▶ **Required action**:
Quote word for word the lines starting at the line with "Objective — one dot per instance of the white-framed" and ending at the final line of the entries. Leave out any pictures.

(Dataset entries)
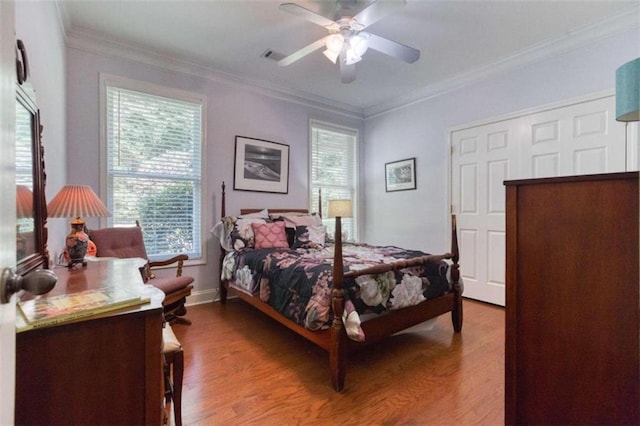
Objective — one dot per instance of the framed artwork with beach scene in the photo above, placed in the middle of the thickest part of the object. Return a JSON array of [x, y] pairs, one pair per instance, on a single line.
[[400, 175], [261, 166]]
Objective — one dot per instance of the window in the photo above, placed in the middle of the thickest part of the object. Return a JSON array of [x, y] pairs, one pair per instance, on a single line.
[[334, 170], [152, 159]]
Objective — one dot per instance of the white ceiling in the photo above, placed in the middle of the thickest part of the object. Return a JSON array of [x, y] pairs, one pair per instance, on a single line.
[[458, 40]]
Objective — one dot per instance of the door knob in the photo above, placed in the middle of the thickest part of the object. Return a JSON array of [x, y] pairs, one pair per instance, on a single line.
[[37, 282]]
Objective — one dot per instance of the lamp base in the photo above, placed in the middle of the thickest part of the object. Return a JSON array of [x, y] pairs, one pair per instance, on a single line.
[[76, 248]]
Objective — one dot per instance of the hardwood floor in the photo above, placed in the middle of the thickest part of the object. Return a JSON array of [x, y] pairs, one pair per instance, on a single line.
[[242, 368]]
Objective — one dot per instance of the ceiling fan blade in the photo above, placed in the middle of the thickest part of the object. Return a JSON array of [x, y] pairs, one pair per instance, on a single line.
[[392, 48], [347, 72], [377, 11], [288, 60], [309, 15]]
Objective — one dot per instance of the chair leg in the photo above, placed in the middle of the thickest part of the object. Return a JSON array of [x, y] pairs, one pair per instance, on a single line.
[[175, 312], [168, 386], [178, 372]]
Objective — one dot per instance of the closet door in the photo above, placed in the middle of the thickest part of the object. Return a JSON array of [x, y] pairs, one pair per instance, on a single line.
[[482, 158], [578, 138]]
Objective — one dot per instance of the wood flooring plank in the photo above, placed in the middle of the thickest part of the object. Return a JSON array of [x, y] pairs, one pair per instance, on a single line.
[[242, 368]]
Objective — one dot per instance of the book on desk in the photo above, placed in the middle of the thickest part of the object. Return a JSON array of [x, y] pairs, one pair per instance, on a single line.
[[50, 311]]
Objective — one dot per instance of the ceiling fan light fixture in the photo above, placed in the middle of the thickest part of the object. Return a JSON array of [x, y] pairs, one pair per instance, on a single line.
[[352, 57], [331, 55], [334, 43], [359, 44]]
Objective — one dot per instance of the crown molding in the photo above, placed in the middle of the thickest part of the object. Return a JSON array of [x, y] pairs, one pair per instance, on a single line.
[[88, 42], [606, 28]]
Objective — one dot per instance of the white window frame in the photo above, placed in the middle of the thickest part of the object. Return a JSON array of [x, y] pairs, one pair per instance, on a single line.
[[313, 195], [156, 90]]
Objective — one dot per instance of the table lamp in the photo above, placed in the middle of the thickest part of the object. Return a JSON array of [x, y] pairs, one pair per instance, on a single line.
[[77, 201], [628, 91]]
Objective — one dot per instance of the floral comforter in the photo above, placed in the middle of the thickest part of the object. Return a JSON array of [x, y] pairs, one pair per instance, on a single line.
[[297, 283]]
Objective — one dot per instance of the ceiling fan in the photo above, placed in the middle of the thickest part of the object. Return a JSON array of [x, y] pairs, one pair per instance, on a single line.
[[347, 41]]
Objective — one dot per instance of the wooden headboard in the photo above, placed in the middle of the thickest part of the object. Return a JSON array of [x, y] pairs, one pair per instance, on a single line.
[[248, 211]]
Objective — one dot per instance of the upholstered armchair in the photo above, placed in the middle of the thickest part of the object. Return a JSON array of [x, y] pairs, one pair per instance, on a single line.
[[127, 242]]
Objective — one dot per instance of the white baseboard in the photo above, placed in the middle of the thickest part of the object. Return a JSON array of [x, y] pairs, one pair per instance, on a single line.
[[202, 296]]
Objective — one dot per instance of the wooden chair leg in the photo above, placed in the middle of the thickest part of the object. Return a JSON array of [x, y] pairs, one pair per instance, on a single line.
[[178, 372]]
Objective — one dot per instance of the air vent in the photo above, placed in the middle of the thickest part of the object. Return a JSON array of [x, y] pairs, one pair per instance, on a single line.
[[273, 55]]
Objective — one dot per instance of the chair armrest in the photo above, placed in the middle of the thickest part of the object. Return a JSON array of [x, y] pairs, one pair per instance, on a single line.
[[179, 259]]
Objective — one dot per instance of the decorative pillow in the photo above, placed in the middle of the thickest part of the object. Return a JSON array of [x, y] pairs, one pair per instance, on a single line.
[[309, 236], [293, 222], [263, 214], [239, 232], [270, 235]]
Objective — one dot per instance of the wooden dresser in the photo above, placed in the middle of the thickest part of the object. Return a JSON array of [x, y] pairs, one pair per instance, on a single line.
[[99, 370], [572, 321]]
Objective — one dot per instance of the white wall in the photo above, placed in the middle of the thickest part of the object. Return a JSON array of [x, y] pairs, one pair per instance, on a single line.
[[38, 26], [420, 130], [231, 111]]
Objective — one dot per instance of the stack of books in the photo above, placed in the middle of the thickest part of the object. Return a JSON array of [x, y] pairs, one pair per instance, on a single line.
[[50, 311]]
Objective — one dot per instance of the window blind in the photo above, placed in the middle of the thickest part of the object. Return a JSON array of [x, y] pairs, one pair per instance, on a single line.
[[334, 170], [154, 156]]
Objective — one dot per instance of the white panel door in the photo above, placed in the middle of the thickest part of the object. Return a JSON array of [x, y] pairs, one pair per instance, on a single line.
[[580, 138], [482, 159]]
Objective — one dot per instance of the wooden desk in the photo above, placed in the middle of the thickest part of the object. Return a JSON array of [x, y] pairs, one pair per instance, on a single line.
[[105, 369]]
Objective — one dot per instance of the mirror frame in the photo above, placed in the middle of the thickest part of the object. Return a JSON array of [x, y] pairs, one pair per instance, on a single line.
[[40, 259]]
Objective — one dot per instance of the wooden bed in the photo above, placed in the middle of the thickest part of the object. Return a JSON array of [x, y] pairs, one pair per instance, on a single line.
[[334, 339]]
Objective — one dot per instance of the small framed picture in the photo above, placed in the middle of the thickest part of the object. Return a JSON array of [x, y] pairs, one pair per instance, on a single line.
[[400, 175], [261, 166]]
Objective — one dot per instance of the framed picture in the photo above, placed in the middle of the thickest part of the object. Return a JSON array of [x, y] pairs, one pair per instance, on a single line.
[[261, 166], [400, 175]]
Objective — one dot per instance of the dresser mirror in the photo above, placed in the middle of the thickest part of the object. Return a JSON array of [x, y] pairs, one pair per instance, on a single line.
[[31, 208]]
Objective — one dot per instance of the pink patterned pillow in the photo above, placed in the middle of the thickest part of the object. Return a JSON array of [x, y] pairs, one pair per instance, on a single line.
[[270, 235]]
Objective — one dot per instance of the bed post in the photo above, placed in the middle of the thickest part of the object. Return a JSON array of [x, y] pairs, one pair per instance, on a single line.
[[456, 313], [337, 346], [223, 284]]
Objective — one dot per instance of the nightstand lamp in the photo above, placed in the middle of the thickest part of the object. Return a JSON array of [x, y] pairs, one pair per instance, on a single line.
[[77, 201]]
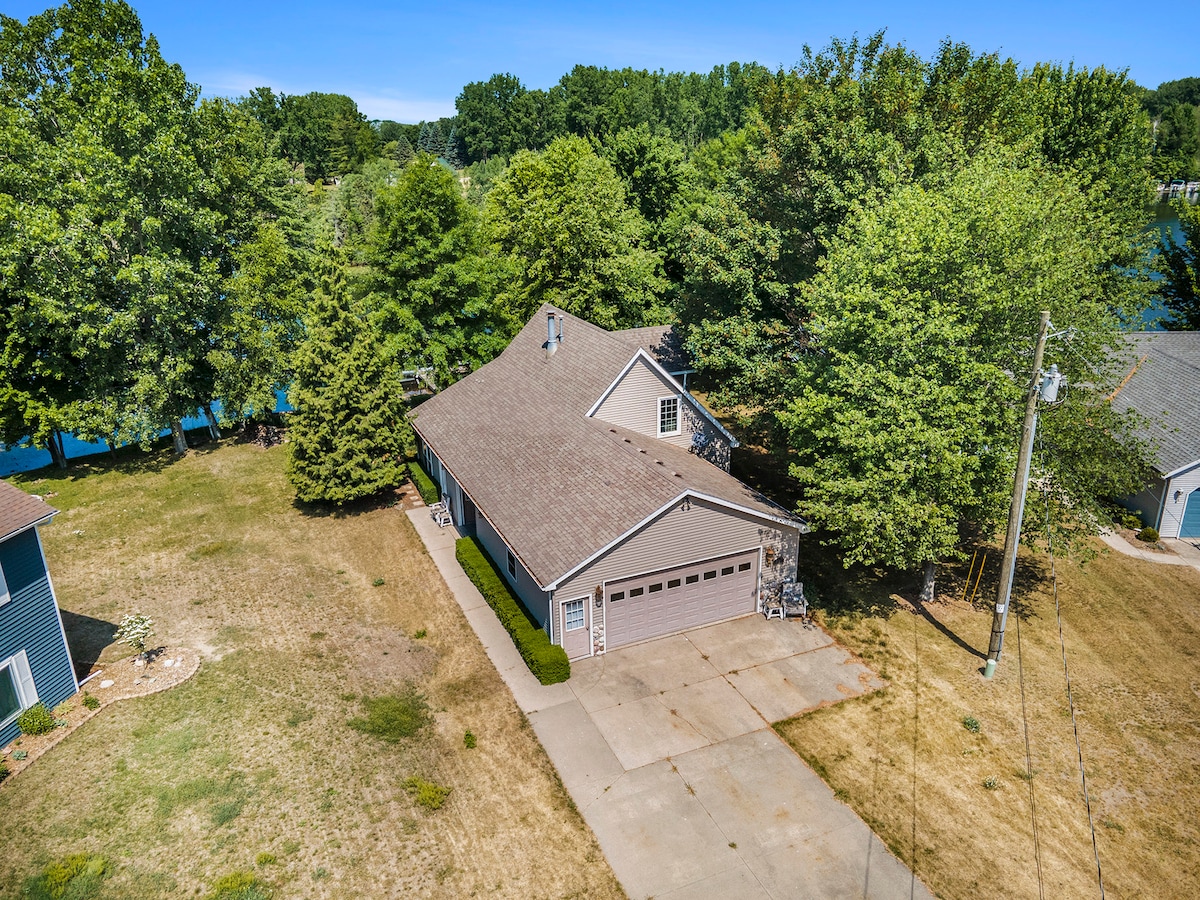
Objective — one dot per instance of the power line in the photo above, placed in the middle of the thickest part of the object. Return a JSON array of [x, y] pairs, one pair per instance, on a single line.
[[1071, 700], [1029, 761]]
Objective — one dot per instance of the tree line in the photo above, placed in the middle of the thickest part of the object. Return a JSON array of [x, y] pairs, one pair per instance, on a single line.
[[856, 249]]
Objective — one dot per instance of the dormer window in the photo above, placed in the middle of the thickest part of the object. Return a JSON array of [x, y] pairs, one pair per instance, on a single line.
[[669, 415]]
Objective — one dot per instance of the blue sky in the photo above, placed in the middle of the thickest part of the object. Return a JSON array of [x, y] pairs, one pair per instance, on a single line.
[[408, 61]]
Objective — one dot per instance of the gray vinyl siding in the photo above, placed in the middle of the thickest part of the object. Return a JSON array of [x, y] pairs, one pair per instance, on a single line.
[[1146, 503], [30, 622], [1173, 510], [681, 537], [634, 405], [535, 599]]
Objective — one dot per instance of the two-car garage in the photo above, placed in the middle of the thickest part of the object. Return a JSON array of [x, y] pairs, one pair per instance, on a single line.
[[671, 600]]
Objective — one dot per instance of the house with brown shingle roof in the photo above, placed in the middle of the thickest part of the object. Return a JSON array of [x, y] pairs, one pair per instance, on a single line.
[[1163, 384], [35, 660], [600, 486]]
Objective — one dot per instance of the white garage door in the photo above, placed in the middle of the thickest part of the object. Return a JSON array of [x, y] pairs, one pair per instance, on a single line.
[[676, 599]]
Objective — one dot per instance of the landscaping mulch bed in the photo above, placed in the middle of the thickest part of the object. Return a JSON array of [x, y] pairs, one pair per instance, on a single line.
[[118, 681]]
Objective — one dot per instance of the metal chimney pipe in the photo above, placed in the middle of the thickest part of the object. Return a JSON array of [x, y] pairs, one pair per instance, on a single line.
[[551, 337]]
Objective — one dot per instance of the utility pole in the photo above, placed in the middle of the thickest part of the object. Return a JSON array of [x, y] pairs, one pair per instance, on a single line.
[[1020, 484]]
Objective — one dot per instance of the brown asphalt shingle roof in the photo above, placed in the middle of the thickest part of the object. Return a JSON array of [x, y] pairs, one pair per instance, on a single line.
[[18, 510], [1165, 388], [559, 486]]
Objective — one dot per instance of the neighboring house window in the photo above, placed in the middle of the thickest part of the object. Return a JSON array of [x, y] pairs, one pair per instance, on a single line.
[[17, 690], [669, 415]]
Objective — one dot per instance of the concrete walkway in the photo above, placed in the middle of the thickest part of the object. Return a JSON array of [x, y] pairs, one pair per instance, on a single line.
[[666, 750], [1185, 552]]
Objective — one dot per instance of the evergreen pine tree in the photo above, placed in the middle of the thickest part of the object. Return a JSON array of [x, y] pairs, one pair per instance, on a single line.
[[348, 433], [450, 154], [431, 139]]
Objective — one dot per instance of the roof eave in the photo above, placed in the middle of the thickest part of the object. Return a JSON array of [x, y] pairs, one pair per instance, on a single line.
[[786, 521]]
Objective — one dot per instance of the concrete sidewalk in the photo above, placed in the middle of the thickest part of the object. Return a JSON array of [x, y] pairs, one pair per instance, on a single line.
[[1185, 552], [666, 750]]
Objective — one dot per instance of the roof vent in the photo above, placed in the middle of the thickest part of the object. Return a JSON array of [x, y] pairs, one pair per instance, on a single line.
[[553, 333]]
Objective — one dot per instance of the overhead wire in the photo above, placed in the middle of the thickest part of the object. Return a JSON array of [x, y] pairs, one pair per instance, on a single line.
[[1066, 672]]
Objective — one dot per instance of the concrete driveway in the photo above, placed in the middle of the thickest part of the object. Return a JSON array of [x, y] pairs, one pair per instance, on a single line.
[[666, 750]]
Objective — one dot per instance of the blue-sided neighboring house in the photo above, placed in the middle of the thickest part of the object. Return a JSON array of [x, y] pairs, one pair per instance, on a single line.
[[35, 660], [1163, 384]]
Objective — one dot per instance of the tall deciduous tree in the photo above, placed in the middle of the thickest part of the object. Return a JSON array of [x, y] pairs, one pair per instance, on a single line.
[[127, 208], [904, 411], [348, 432], [433, 297], [562, 221]]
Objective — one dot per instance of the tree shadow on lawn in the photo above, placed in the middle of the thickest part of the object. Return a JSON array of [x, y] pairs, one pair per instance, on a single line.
[[877, 592], [130, 460], [87, 637]]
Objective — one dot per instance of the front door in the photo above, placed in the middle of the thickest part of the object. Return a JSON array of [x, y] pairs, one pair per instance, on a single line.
[[573, 623], [1191, 525]]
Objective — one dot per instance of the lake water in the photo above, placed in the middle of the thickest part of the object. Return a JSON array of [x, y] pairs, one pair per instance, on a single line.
[[27, 459], [1167, 222]]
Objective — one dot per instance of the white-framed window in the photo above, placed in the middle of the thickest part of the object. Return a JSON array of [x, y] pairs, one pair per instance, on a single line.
[[573, 615], [17, 690], [669, 415]]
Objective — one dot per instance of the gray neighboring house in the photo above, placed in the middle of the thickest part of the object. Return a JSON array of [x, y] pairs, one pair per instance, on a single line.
[[600, 486], [1163, 384]]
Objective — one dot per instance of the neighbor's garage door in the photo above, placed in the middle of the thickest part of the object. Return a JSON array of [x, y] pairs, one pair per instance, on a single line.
[[676, 599]]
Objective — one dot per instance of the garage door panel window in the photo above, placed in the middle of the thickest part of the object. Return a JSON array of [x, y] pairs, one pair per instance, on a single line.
[[677, 599]]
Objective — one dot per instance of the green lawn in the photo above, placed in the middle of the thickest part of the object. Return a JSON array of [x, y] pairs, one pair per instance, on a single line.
[[251, 766]]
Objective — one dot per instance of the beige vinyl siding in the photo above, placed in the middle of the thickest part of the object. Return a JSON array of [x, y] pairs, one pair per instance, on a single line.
[[634, 405], [681, 537], [1173, 510]]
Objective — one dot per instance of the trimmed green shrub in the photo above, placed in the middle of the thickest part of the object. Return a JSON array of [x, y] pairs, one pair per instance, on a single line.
[[77, 876], [547, 661], [36, 720], [424, 484], [394, 717]]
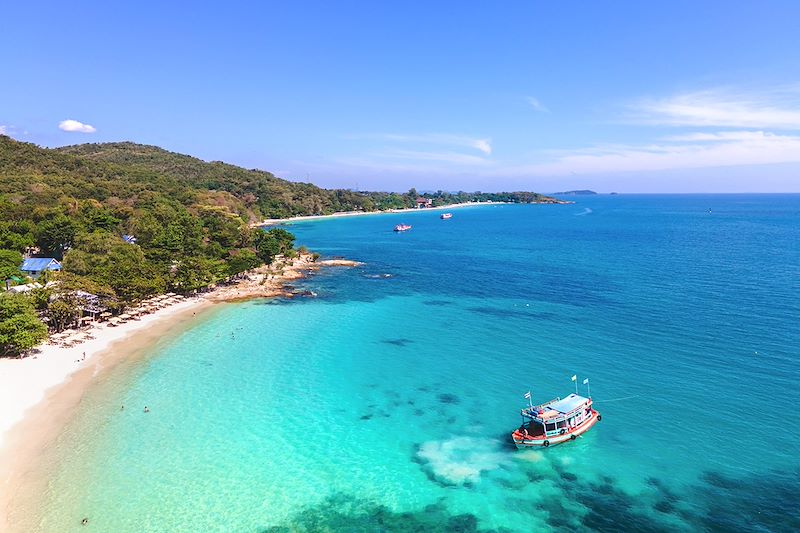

▶ **Answer space**:
Objective — one dot per instance of the white-framed window in the photo above, placed in the middle of the thickest part of the object. Return a JSON array of [x, y] pairs, one pair per instance, on a single line.
[[573, 615], [17, 690], [669, 415]]
Objective — one dot per instance of the gray neighboring house in the photo above, placed in the middle of the thickest part of the object. Return a JSON array of [x, y] pairs, one pair per instance, on a single line.
[[600, 486], [1163, 384]]
Objective — one dot per instance of the neighbor's garage door in the photo above, placed in the middle of the thickest part of the object. Return a JSON array of [x, y] pairs, one pair per instance, on a single line.
[[676, 599]]
Objective — one dot per instance of the garage door panel window in the photo above, placed in the middle of the thickest part of the object. Return a JSON array of [x, y] pairs, one pair per instance, on a single line.
[[677, 599]]
Objective — one dot per instance of the green lawn in the photo above, placed in the middle of the thickest part of the object. Return a JSON array of [x, y] pairs, one pair per instance, on a single line.
[[251, 766]]
Objective — one dot per instance of the beige vinyl siding in the photo above, placed in the middle of the thickest part of the object. Return a JSON array of [x, y] pairs, one pair per instance, on a single line.
[[634, 405], [681, 537], [1173, 510]]
Objective — one dot per instance of the trimmed green shrub in the photo above, placed in the middle of the thickest part of the object. Return a JSON array of [x, y] pairs, one pair per instance, on a single line.
[[77, 876], [547, 661], [36, 720], [424, 484], [394, 717]]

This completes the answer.